(Records from a data source)
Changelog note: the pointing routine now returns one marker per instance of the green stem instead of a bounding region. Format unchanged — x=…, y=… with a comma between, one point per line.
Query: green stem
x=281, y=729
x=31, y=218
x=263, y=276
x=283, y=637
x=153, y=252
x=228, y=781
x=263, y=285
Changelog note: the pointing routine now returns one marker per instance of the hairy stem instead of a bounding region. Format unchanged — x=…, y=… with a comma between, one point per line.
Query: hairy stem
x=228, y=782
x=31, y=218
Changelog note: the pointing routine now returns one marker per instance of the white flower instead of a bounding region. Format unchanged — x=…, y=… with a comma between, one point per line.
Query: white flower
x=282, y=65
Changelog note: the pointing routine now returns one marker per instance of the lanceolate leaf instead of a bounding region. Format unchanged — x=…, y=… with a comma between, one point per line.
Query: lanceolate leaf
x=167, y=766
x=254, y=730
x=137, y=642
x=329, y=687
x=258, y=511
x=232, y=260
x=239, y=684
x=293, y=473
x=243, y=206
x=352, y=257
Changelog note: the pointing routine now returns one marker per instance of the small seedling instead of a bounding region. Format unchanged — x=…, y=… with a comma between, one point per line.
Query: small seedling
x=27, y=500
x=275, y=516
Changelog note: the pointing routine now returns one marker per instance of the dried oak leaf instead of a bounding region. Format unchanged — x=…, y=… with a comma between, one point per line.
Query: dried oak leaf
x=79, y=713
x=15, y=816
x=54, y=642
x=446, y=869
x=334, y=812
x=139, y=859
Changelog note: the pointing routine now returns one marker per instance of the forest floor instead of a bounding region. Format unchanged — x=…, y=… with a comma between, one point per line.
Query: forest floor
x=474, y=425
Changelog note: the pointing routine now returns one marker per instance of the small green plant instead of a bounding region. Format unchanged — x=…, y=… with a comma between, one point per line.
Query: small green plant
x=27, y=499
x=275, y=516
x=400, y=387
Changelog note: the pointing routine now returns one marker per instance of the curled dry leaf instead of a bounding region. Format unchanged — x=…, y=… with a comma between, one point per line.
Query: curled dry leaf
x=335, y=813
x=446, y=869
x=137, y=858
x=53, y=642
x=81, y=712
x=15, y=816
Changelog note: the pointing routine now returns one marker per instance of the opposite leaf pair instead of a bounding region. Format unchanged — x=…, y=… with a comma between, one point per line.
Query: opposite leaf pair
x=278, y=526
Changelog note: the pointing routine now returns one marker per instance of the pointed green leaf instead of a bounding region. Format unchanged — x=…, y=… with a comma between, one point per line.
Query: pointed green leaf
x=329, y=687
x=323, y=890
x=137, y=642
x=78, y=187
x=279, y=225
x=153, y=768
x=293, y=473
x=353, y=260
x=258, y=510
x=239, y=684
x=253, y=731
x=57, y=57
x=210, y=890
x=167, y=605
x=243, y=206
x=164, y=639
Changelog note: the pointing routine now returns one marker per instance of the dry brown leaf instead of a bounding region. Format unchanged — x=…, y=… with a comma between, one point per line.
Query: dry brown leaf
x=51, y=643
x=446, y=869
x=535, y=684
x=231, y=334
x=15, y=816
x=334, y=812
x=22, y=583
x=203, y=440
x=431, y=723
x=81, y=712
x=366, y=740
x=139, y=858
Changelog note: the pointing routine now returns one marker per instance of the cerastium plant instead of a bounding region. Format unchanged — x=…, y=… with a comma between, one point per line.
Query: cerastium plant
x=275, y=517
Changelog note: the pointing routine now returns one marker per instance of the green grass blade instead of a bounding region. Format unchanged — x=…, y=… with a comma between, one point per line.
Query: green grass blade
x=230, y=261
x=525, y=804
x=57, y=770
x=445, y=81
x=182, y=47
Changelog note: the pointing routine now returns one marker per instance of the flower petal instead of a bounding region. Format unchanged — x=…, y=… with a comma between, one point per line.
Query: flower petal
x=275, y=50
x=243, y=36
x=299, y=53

**WORK TASK**
Output all lines from the beginning of the data up to the line holding "of the hairy", that line included, exactly as written.

**RESULT BELOW**
Changelog note: the pointing routine now returns one marker per instance of the green stem instead of a bounding region. Format unchanged — x=…, y=… with a comma between, one point per line.
Query: green stem
x=281, y=729
x=31, y=218
x=263, y=276
x=283, y=637
x=153, y=252
x=228, y=781
x=263, y=285
Changelog note: the pointing routine now returns one marker per instance of the hairy stem instead of a bounding region. Format unchanged — x=…, y=… with a comma between, one point per line.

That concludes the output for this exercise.